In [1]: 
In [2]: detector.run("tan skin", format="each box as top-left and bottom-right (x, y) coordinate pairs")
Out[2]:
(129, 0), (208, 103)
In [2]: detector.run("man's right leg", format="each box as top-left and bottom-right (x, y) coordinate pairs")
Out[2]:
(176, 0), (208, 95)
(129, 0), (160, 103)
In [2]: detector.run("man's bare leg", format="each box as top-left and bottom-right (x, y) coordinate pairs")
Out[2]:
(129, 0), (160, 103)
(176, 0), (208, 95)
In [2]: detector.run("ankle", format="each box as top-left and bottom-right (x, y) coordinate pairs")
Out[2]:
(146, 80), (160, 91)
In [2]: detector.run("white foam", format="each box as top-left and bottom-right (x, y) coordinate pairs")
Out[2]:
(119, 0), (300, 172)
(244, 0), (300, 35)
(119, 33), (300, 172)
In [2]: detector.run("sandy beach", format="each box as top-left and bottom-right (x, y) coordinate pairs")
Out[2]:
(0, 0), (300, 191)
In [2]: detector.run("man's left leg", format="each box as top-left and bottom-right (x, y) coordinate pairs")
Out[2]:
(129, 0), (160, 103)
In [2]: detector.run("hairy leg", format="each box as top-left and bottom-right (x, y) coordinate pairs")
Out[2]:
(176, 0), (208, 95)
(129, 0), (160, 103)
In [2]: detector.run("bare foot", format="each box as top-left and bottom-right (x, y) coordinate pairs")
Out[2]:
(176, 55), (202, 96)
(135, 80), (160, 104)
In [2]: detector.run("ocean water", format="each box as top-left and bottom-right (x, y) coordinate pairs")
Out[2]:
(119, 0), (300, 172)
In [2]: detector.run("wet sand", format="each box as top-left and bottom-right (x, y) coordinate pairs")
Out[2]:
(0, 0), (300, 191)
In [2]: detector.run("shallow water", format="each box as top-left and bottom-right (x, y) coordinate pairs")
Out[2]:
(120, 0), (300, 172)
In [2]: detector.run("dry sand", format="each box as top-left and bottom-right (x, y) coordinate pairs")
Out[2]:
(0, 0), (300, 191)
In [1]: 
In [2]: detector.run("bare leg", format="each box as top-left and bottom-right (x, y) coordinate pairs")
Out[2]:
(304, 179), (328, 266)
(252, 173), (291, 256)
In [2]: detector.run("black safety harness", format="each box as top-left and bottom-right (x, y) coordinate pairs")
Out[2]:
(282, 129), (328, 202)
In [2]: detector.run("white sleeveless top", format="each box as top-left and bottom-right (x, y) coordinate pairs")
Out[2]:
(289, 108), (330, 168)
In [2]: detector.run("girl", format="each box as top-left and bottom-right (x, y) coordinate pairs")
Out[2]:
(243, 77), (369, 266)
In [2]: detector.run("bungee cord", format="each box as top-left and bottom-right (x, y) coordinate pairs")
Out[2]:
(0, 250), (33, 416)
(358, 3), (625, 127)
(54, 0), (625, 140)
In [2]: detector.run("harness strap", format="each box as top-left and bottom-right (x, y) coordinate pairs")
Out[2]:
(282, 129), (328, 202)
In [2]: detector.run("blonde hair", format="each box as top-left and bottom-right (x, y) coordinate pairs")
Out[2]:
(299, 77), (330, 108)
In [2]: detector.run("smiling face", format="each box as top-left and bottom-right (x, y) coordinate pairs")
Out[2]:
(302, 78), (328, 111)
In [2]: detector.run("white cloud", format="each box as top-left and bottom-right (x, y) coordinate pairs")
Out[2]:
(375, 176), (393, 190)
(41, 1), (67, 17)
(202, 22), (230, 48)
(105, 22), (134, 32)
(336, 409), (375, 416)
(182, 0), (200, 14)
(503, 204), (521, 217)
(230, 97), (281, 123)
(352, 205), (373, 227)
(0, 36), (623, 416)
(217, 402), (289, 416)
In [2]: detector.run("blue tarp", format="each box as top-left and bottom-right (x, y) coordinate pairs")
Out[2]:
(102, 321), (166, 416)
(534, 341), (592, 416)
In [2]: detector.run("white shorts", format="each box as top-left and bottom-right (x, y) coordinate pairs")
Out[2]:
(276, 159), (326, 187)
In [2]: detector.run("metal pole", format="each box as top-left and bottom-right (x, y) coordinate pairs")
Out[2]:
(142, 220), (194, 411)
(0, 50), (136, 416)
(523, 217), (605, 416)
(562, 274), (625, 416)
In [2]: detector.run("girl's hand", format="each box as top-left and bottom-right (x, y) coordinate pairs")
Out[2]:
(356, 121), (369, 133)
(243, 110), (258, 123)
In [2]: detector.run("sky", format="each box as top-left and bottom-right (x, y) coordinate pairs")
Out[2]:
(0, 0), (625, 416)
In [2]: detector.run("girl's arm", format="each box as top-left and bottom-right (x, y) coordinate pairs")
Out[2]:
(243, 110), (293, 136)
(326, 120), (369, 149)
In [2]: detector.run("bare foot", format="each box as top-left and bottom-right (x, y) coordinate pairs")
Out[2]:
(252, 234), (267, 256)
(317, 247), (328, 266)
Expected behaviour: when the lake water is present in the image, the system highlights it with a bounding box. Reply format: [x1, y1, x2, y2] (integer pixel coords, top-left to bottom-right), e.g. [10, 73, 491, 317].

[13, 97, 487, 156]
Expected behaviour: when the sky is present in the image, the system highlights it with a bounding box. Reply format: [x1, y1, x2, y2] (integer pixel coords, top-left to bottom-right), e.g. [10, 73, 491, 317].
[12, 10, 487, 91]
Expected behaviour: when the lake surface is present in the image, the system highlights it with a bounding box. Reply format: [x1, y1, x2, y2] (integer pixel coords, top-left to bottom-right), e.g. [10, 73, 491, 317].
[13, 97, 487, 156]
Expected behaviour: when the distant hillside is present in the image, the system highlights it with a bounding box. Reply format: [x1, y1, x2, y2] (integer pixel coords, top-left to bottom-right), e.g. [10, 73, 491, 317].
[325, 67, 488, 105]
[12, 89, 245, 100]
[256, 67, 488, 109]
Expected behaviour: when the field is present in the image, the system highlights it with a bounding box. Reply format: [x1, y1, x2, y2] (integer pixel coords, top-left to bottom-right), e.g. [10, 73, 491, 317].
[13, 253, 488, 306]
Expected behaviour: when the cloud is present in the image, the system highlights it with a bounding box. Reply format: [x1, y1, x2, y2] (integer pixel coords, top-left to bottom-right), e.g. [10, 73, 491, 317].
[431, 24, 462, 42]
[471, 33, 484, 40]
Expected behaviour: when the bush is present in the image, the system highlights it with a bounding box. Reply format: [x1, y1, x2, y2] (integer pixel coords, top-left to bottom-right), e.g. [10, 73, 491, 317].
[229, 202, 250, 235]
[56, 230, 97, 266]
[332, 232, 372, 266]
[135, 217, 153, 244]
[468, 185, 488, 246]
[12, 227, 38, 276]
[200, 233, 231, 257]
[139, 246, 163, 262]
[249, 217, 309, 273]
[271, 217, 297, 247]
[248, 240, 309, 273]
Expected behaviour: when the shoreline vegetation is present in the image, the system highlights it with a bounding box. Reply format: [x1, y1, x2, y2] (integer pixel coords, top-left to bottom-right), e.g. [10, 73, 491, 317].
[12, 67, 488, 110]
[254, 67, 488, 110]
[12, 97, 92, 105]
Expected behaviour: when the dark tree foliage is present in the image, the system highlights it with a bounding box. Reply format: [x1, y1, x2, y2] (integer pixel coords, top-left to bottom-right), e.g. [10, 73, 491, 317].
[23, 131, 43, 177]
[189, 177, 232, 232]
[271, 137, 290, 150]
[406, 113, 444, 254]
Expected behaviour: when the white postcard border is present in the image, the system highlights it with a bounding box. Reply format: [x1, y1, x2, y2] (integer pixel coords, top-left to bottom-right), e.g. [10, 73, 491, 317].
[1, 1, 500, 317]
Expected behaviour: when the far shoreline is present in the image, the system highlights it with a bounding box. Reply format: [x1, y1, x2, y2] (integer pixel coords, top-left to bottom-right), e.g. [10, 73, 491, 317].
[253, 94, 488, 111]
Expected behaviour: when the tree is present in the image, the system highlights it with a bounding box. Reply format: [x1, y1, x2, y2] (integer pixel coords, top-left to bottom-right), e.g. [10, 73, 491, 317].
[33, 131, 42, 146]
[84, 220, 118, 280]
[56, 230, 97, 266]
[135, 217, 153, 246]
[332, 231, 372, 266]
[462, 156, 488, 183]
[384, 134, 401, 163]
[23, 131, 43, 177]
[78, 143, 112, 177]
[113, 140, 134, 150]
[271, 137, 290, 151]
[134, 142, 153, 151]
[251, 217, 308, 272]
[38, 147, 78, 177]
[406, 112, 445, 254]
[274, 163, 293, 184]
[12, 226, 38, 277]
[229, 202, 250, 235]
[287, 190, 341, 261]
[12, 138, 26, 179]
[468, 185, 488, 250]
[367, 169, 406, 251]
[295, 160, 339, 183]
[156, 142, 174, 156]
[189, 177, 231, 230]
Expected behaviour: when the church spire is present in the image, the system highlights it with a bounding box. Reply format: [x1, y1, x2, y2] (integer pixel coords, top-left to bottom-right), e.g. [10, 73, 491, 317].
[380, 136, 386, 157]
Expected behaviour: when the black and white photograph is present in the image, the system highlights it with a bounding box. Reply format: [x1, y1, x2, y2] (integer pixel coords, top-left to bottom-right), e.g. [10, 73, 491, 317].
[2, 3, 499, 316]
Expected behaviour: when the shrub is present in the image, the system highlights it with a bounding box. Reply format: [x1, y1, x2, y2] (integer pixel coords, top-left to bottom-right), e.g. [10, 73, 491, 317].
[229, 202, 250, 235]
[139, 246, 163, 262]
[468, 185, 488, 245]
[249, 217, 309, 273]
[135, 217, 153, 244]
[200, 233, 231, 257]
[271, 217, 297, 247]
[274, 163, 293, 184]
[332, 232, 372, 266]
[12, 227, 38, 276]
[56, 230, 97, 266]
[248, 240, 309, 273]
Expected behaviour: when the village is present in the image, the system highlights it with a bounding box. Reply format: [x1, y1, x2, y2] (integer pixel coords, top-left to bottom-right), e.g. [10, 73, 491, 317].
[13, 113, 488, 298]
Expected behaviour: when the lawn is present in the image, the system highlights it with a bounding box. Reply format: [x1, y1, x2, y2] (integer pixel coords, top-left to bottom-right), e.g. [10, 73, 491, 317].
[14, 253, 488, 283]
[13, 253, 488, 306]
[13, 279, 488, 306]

== Exercise details ==
Print the rows above verbatim, starting at the line containing "Expected behaviour: when the cloud" and ending at the line containing "[471, 33, 484, 40]", with both of those lines included.

== Answer for this exercise ==
Expected behaviour: when the cloud is present in the image, the system highlights it with a bounding box. Reply format: [x1, y1, x2, y2] (integer pixel coords, top-left to bottom-right), e.g. [10, 73, 491, 317].
[431, 24, 462, 42]
[471, 33, 484, 40]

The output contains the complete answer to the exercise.